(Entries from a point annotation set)
-- START --

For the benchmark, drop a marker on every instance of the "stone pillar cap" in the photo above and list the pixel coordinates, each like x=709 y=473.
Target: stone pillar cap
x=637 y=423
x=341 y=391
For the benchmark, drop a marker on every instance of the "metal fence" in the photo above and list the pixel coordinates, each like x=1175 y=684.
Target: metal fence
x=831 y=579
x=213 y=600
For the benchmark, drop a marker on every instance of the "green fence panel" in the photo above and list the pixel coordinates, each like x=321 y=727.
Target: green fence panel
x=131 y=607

-- END --
-- START --

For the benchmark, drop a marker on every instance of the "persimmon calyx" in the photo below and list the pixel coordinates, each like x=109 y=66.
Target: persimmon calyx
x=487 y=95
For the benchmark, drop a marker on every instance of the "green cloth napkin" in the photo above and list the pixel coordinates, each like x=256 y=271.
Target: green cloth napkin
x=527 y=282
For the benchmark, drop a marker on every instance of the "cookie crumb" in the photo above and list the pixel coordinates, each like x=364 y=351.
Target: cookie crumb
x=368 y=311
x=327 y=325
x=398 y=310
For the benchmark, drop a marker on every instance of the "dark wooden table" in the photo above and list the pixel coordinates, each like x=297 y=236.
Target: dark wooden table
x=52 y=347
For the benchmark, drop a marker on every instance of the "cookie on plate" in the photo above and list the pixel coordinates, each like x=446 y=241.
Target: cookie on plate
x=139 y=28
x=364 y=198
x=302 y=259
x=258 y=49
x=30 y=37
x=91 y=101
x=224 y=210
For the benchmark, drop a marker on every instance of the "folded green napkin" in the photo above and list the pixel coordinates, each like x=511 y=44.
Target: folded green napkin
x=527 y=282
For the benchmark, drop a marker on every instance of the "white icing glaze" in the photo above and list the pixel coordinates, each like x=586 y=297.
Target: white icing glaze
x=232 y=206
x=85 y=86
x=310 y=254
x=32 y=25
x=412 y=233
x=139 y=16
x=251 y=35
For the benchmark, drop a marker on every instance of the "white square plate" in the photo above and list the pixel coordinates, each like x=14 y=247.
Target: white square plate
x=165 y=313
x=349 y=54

-- END --
-- START --

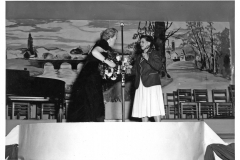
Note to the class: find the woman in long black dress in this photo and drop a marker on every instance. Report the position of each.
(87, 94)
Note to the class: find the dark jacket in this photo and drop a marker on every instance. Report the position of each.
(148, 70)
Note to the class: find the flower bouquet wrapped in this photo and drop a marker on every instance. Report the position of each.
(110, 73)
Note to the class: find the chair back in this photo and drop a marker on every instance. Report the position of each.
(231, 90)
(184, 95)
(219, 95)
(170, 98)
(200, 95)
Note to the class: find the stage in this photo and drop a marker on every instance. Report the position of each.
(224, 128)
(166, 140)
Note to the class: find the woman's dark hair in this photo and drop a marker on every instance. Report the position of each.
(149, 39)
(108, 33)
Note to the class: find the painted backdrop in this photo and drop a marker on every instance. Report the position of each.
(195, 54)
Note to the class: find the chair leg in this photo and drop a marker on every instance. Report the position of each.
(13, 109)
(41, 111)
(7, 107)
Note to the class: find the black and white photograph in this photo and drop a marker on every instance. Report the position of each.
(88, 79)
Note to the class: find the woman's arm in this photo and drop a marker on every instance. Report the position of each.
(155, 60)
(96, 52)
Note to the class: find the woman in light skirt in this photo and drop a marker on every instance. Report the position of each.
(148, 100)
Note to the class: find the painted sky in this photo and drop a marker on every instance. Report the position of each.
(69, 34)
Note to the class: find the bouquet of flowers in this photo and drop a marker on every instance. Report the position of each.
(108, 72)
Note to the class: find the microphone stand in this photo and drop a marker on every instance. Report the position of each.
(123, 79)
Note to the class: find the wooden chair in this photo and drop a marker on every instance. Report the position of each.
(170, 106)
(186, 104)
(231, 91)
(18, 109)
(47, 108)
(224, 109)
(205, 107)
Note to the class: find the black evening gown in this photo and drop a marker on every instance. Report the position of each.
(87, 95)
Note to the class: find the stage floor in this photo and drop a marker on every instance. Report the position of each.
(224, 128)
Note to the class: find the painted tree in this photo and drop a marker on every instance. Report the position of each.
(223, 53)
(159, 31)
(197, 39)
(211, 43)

-- END --

# THE PROBLEM
Put the lines of the listing into a JSON list of strings, one string per line, skipping blank lines and going from the line containing "like x=709 y=473." through the line containing "x=131 y=607", both included.

# WRITTEN RESPONSE
[
  "For the benchmark, drop a marker on every instance of the \"stone pillar cap\" in the photo above and list the pixel coordinates, each like x=709 y=473.",
  "Target: stone pillar cap",
  "x=637 y=423",
  "x=341 y=391",
  "For the benchmark, drop a marker on every instance of the \"metal fence\" in the photo above and list the pixel coordinates, each like x=1175 y=684.",
  "Target: metal fence",
  "x=831 y=579",
  "x=213 y=600",
  "For the benchmark, drop a marker on every instance of the \"green fence panel\" in the photo above and list the pixel coordinates, each like x=321 y=727.",
  "Target: green fence panel",
  "x=131 y=607"
]